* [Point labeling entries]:

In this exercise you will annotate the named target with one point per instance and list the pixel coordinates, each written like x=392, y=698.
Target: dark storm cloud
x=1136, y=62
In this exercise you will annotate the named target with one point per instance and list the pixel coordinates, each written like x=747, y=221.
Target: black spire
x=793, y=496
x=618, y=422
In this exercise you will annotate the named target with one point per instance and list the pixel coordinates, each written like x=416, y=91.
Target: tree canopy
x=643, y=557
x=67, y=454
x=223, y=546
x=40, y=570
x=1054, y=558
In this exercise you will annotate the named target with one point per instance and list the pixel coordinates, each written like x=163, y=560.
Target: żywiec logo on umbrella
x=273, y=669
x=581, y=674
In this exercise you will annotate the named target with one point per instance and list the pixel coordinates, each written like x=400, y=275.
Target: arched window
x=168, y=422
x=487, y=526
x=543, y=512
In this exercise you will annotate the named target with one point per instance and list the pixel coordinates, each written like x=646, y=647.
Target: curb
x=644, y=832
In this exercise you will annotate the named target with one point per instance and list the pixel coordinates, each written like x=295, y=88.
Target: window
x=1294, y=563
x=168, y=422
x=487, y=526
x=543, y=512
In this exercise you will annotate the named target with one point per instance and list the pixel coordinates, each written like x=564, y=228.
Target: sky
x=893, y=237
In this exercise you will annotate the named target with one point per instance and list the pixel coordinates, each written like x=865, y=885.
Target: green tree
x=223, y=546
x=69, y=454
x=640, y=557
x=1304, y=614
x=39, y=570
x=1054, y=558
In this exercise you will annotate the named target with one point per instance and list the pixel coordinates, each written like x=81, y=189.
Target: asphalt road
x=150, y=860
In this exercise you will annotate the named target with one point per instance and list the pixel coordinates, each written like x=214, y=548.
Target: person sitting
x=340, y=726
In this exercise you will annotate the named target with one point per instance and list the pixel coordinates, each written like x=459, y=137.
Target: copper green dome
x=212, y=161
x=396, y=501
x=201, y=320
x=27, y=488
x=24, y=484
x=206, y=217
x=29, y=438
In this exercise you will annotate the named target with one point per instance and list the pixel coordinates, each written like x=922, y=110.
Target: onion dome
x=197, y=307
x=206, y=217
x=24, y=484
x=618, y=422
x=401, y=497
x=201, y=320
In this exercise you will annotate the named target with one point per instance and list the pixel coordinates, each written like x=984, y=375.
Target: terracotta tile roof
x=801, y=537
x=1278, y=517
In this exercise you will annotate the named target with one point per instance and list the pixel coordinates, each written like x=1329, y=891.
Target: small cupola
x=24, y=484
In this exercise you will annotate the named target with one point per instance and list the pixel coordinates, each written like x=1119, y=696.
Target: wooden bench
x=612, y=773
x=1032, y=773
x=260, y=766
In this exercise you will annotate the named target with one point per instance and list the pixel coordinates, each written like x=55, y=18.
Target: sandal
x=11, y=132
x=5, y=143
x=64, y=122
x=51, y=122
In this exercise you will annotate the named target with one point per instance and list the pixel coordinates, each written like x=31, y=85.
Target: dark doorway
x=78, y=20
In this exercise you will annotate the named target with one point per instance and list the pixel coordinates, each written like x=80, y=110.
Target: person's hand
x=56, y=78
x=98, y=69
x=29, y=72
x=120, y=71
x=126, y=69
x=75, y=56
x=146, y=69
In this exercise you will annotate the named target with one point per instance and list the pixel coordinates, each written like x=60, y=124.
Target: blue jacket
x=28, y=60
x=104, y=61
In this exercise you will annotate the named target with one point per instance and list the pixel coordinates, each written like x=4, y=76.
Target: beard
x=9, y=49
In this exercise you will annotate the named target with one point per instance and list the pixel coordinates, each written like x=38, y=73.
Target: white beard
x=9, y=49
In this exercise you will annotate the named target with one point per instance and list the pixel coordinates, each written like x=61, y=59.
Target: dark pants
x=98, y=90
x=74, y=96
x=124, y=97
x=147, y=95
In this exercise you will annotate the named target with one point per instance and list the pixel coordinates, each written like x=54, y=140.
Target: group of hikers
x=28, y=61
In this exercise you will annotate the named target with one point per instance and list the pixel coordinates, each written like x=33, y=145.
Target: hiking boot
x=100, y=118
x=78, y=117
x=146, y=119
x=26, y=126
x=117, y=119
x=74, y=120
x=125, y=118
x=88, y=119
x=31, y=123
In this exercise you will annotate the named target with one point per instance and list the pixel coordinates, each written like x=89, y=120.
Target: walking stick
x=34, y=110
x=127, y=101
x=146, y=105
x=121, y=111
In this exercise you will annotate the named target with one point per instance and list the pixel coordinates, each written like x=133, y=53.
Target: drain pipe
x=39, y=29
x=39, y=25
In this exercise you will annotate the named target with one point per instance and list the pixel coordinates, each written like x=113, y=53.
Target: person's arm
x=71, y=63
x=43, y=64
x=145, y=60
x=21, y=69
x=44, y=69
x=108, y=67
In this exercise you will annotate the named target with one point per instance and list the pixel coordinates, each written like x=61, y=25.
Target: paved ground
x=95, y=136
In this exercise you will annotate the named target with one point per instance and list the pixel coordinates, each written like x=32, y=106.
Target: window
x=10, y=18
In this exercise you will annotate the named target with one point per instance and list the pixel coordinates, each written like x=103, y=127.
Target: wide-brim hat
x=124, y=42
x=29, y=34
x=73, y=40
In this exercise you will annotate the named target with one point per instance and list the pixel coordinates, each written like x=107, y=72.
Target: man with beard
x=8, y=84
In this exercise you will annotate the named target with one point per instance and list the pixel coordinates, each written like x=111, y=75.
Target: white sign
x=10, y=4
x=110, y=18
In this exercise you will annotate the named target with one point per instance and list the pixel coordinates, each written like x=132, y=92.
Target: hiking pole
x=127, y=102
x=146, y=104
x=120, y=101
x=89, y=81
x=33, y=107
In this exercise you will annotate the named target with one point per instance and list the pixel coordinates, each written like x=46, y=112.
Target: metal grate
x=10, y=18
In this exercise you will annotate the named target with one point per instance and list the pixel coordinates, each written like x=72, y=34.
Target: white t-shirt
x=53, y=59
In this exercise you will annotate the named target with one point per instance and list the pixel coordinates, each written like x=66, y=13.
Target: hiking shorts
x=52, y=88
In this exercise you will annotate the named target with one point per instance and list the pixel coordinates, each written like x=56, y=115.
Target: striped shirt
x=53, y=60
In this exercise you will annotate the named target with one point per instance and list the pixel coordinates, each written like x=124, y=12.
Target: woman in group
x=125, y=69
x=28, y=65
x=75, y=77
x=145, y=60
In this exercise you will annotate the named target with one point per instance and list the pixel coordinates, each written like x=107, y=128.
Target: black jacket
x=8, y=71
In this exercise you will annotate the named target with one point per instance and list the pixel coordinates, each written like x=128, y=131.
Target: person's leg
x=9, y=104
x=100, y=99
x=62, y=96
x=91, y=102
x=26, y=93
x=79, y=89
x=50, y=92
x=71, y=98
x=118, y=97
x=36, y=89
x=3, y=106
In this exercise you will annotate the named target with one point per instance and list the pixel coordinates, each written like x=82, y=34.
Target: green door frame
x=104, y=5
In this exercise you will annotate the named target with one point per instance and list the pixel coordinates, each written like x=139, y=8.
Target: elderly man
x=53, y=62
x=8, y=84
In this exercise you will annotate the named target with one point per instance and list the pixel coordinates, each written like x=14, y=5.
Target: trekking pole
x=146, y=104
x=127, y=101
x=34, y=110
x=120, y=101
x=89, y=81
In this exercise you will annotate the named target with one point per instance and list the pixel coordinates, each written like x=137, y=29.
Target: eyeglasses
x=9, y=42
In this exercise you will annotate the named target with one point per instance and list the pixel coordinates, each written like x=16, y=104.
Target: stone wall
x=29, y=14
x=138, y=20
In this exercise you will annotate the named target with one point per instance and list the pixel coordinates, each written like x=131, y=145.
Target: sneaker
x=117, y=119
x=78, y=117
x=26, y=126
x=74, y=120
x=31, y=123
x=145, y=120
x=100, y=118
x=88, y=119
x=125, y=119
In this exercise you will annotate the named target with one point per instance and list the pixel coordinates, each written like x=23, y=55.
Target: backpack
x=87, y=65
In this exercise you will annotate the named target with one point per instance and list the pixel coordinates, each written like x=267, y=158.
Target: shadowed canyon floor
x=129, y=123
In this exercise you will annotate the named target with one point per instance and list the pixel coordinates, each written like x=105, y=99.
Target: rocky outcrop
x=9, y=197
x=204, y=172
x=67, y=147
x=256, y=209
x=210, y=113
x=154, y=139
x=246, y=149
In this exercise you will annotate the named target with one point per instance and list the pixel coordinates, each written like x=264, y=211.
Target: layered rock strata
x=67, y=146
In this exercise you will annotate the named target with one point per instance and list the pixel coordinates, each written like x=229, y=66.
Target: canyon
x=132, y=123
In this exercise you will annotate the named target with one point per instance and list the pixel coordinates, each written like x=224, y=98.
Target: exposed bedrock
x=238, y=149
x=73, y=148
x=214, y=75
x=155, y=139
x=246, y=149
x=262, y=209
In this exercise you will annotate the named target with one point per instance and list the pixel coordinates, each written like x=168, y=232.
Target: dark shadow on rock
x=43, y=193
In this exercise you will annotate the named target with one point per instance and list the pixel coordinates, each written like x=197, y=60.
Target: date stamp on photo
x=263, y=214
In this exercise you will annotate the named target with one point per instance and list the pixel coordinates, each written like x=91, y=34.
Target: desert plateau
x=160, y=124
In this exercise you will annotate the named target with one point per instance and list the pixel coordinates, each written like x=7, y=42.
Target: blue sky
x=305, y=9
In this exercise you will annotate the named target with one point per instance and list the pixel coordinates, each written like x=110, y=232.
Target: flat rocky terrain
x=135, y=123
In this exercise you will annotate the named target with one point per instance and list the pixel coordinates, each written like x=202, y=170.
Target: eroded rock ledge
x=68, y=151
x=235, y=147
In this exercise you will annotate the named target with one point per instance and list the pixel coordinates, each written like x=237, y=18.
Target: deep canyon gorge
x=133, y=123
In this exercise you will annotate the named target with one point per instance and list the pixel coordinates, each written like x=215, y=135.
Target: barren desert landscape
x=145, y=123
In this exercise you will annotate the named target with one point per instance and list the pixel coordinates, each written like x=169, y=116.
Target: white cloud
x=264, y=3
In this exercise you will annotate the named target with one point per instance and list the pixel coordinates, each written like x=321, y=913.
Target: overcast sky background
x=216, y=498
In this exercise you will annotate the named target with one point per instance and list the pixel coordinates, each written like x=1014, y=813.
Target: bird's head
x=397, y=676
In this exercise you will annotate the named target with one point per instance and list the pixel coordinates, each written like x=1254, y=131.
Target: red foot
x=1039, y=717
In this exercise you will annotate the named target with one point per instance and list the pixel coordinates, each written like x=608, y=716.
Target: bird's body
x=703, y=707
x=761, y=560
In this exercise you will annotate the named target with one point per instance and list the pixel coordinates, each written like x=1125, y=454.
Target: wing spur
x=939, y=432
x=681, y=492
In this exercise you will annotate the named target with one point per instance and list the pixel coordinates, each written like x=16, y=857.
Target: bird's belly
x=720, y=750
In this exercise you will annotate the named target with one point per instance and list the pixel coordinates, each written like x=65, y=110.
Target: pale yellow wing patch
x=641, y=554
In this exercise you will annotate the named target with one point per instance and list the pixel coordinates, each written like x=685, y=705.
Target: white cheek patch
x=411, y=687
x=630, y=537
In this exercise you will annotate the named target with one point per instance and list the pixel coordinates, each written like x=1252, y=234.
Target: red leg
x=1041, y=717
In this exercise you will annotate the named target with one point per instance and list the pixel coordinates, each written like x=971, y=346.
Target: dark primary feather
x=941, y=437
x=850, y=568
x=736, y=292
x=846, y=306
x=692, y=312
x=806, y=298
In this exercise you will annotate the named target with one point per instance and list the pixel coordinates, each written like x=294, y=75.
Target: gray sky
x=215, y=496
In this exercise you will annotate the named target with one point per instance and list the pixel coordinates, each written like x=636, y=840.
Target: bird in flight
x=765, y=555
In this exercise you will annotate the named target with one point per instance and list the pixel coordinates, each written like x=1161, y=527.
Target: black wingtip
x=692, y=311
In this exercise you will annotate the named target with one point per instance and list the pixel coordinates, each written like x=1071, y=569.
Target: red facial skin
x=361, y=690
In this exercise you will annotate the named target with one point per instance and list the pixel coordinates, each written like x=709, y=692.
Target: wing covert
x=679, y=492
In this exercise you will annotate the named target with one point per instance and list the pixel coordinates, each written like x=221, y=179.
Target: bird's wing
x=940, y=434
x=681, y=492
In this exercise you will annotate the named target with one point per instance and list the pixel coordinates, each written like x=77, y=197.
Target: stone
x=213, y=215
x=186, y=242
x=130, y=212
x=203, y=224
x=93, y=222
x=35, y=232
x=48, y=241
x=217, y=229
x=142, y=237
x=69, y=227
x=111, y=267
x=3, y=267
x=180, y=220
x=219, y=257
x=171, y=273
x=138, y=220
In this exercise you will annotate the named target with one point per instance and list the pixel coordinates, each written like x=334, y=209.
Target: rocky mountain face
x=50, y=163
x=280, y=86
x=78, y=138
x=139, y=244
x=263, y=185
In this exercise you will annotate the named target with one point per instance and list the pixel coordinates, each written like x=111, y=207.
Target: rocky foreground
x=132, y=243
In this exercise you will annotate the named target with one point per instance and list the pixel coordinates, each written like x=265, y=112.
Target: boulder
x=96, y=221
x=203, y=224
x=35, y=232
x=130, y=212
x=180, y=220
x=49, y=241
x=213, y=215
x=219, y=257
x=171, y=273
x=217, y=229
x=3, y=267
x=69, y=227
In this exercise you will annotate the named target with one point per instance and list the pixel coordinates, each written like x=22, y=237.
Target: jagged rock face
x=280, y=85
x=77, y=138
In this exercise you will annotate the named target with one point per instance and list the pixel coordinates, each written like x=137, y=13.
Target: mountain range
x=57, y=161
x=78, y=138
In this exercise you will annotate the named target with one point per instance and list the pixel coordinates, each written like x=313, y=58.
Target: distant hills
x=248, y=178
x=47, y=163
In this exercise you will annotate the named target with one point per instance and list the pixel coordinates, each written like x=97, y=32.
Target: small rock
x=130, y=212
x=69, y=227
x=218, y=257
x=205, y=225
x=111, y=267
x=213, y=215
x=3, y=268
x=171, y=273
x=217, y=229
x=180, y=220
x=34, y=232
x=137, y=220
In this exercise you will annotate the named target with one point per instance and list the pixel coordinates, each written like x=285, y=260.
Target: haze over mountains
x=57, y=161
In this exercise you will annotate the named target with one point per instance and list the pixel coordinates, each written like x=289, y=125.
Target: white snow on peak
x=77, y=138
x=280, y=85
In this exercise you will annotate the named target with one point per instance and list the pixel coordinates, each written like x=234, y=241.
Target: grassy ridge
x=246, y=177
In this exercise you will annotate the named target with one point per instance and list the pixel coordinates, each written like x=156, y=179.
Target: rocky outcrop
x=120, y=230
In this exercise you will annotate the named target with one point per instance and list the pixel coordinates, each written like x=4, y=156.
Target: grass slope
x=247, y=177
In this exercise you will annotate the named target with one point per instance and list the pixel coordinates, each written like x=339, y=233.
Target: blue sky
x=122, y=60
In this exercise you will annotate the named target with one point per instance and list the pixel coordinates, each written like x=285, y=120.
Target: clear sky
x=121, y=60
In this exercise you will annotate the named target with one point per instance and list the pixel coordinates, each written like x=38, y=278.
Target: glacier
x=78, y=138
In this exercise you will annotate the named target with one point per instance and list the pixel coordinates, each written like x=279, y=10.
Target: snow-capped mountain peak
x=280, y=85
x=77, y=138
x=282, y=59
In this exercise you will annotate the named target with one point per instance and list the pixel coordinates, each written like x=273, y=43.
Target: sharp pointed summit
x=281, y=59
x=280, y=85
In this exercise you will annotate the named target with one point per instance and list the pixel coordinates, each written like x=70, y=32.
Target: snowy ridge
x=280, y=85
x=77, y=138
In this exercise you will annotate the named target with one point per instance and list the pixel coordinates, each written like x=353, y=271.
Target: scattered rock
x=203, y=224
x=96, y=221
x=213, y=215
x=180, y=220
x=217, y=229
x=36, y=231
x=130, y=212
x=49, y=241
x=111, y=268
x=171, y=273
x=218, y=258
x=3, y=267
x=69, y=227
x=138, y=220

* [EXERCISE]: Reproduce verbatim the lines of the entries above, from the line containing "like x=77, y=197." up to and including the line containing "x=132, y=243".

* [WORKED ANSWER]:
In this exercise you will annotate the named target with one point per instance and list the pixel coordinates, each written like x=77, y=197.
Target: stone
x=213, y=215
x=186, y=242
x=130, y=212
x=203, y=224
x=93, y=222
x=35, y=232
x=48, y=241
x=217, y=229
x=142, y=237
x=69, y=227
x=111, y=267
x=3, y=267
x=180, y=220
x=219, y=257
x=171, y=273
x=138, y=220
In this exercise you will annotate the named target with one point per instance and list the pixel coordinates, each written like x=334, y=209.
Target: rocky mountain face
x=50, y=163
x=280, y=86
x=78, y=138
x=139, y=244
x=263, y=185
In this exercise you will annotate the named target with one point per instance and list the pixel coordinates, each written like x=111, y=207.
Target: rocky foreground
x=132, y=243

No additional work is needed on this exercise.